» TEXTO
□ □ □ □ □
Fuente: Instituto Bartolomé de las Casas |
Hay personas cuyas vidas son presencia
silenciosa y cotidiana de la alegría del Evangelio, buena noticia para otros.
Consuelo de Prado es, sin lugar a duda, una de ellas. Su profundo amor por el
Dios de Jesús y los pobres la llevó a dejar su tierra y echar raíces en el Perú.
Aquí se sumó a esa generación que asumió con radicalidad el llamado de Vaticano
II y Medellín a encarnar una evangelización liberadora de toda forma de
esclavitud, opresión y violencia. Hace algunos años, tuve la gracia de registrar
algunos de sus recuerdos como misionera en el sur andino, asesora de UNEC y
teóloga del Instituto Bartolomé de las Casas, el Bartolo. Ahora que nos ha
dejado para el encuentro definitivo con el Dios de la vida, comparto algunas
piezas de esa conversación para que la sigamos sintiendo presente y animando
nuestro camino en estos tiempos tan desafiantes.
Consuelo ingresó a las Misioneras Dominicas del
Rosario en España, en años donde su congregación buscaba renovarse según el
espíritu del Vaticano II. Tras unos primeros años enseñando en un colegio
secundario en España, fue enviada al Perú en 1975. Su primer destino fue la
Prelatura de Sicuani en Cusco, a la que llegó en plena reforma agraria. Las
primeras tareas que recibió fue estudiar quechua y empaparse de la ley de
reforma agraria. Algo confundida por estas indicaciones y sintiéndose que “no
hacía nada” fue a hablar con el “obispo”, el carmelita canadiense Albano Quinn.
En esa conversación, Consuelo le dijo que ella era profesora y quería ponerse a
trabajar cuanto antes. La respuesta de Albano la interpeló profundamente: “A mí
me da mucho temor las hermanas que llegan de Canadá, Norteamérica o Europa, y
que a la semana de haber llegado ya están trabajando en algo. Eso quiere decir
que no se han tomado el tiempo necesario para darse cuenta de que están en otra
realidad”. Ese fue un primer paso para comprender que ser misionera en los Andes
requería una conversión personal y pastoral, una disposición espiritual a sumergirse
en este nuevo contexto.
De ahí el encuentro con las comunidades andinas y la reflexión
teológico-pastoral sobre estas experiencias la condujo a encontrar su lugar en
ese nuevo mundo. En alguna oportunidad, le preguntó al presbítero Víctor Ramos
por qué tenía que estudiar la ley de Reforma Agraria, porque esto le parecía
algo propio de economistas o agricultores. La respuesta fue esclarecedora: “para
trabajar con los campesinos hay que saber en qué están”.
□ □ □ □ □
(Registros de colocación de puntos)
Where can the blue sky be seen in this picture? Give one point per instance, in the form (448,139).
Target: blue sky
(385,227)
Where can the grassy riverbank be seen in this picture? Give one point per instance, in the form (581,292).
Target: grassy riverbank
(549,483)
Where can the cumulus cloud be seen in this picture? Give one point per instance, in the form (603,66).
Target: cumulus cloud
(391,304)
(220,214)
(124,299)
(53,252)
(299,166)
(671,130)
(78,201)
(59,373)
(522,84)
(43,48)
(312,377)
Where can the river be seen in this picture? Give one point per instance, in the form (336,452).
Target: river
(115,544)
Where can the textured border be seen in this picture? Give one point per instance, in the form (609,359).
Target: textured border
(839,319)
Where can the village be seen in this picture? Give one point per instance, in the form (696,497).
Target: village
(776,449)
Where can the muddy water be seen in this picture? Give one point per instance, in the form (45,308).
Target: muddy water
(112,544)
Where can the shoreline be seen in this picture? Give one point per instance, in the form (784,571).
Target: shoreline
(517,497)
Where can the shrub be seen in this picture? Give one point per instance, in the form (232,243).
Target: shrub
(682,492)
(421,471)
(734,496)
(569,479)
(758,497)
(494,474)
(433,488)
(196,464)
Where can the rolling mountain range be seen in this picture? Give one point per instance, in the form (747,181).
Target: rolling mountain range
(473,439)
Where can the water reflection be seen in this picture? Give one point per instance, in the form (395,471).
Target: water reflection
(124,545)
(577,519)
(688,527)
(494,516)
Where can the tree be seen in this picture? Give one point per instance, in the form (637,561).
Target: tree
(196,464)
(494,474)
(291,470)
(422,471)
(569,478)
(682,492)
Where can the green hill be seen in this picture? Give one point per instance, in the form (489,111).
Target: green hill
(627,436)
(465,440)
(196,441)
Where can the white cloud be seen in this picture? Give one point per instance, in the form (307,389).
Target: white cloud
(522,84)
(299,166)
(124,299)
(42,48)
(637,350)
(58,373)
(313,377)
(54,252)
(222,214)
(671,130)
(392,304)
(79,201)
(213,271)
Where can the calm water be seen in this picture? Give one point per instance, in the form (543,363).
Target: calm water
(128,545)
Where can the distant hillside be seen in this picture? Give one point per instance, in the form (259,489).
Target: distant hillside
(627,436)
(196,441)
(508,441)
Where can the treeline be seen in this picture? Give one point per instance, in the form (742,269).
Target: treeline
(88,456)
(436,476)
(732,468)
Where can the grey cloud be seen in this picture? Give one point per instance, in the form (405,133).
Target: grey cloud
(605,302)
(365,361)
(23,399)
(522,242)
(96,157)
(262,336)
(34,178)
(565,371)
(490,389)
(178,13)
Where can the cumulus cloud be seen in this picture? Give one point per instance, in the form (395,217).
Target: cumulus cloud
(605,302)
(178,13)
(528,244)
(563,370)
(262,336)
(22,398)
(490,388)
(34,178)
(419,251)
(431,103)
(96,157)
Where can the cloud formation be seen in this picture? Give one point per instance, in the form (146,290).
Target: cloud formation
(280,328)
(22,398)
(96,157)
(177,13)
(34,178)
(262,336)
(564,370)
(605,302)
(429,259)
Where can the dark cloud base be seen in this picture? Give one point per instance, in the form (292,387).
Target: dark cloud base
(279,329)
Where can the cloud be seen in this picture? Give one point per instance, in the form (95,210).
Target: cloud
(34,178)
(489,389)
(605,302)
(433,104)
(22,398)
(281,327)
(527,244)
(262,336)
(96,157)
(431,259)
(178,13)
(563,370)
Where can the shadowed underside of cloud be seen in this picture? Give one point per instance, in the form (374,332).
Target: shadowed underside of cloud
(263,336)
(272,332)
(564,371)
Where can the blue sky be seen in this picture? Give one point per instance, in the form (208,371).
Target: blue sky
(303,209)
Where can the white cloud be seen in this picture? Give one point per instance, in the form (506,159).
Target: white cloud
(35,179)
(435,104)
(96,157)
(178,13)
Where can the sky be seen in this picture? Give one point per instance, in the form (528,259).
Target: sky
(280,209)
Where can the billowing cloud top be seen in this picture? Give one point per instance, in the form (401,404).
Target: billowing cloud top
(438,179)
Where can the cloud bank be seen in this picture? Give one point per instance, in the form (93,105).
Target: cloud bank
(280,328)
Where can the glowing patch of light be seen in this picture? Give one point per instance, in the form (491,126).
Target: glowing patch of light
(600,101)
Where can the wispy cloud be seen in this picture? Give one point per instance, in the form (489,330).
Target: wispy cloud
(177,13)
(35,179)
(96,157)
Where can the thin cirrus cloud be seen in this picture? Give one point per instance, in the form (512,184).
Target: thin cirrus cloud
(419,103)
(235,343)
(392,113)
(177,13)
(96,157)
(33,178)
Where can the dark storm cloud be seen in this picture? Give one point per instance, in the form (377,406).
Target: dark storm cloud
□ □ □ □ □
» TAREAS ESCRITAS
**1)** Según el texto sobre Consuelo de Prado, ¿en qué año fue enviada al Perú?
**2)** Por favor, sigue escribiendo el texto sobre Consuelo de Prado a partir de su última oración.
Los ítems proceden de otra fuente.

» RESPUESTAS
**1)** En 1975.

**2)**
Entre sus primeros encargos, estuvo colaborar con Víctor
Ramos en talleres de concientización para campesinos. En una de esas
oportunidades, estaban en un curso de historia rural andina, en que se dijo que,
durante la colonia, los españoles se habían apoderado de las tierras buenas de
los terrenos llanos, echando a los campesinos para la puna. A Consuelo, esas
palabras la hirieron, llevándola a cuestionar el sentido de su presencia en el
Perú. Se dijo a sí misma: “qué necesidad tengo yo de estar ahí aguantando que
me digan todo lo que hicieron mal mis compatriotas de cinco siglos atrás, que
no tienen nada que ver conmigo. Yo aquí aguantando el dolor de cabeza por
soroche y sin poder hacer nada”. A la hora del receso, un catequista se le acercó
y le preguntó de dónde venía. Consuelo, algo atormentada por lo antes ocurrido,
contestó: “vengo del país de dónde empezó la explotación”. El hombre la miró
compasivamente y le dijo: “No me importa de dónde vienes, sino dónde está tu
corazón”. Esas palabras no solamente disiparon las mociones espirituales
negativas, sino que la acompañaron por el resto de su vida. Ese breve diálogo
fue como una epifanía, que siempre le recordaba lo fundamental de su vocación
misionera.
Tras un tiempo en Sicuani, la congregación decidió
trasladarla a una localidad entre la prelatura de Ayaviri y la diócesis de
Puno. Allí las Dominicas del Rosario se hicieron cargo de una parroquia sin sacerdote,
algo no poco común en el Perú rural. Como “párrocas” se dedicaron a acompañar a
las comunidades campesinas con mucha entrega y en vínculo estrecho con el resto
de la Iglesia del sur andino. El obispo de Puno Jesús Calderón las visitaba
esporádicamente para celebrar la Eucaristía con ellas y estar al tanto de su
labor pastoral.
También coordinaban con el prelado de Ayaviri Luis
Dalle SS.CC. Consuelo me confesó que le costaban sus actitudes machistas,
aunque se las perdonaba porque era entregadísimo a los campesinos. En sus
palabras, “nos valoraba a las mujeres, pero para cuestiones más de mujeres”,
así que, en reuniones de pastoral, “teníamos que estar calladitas, escuchando
para aprender bien y ya después podríamos hablar”. Ahí se ven las raíces de otra
preocupación de Consuelo, que las mujeres sean reconocidas por los dones que
brindan a la Iglesia y la sociedad, para lo cual es imprescindible apostar por su
formación humana, intelectual y espiritual.
En 1982, Consuelo tuvo que salir del sur andino porque
la altura complicaba su salud. Sin embargo, los aprendizajes de esos años la
acompañaron para siempre. En los Andes, descubrió el valor de la comunidad y la
importancia que cada persona fuese apreciado como miembro de dicha comunidad.
Allí aprendió que un “buenos días con todos” no bastaba, sino había que saludar
uno por uno para demostrar el interés por todos y cada uno.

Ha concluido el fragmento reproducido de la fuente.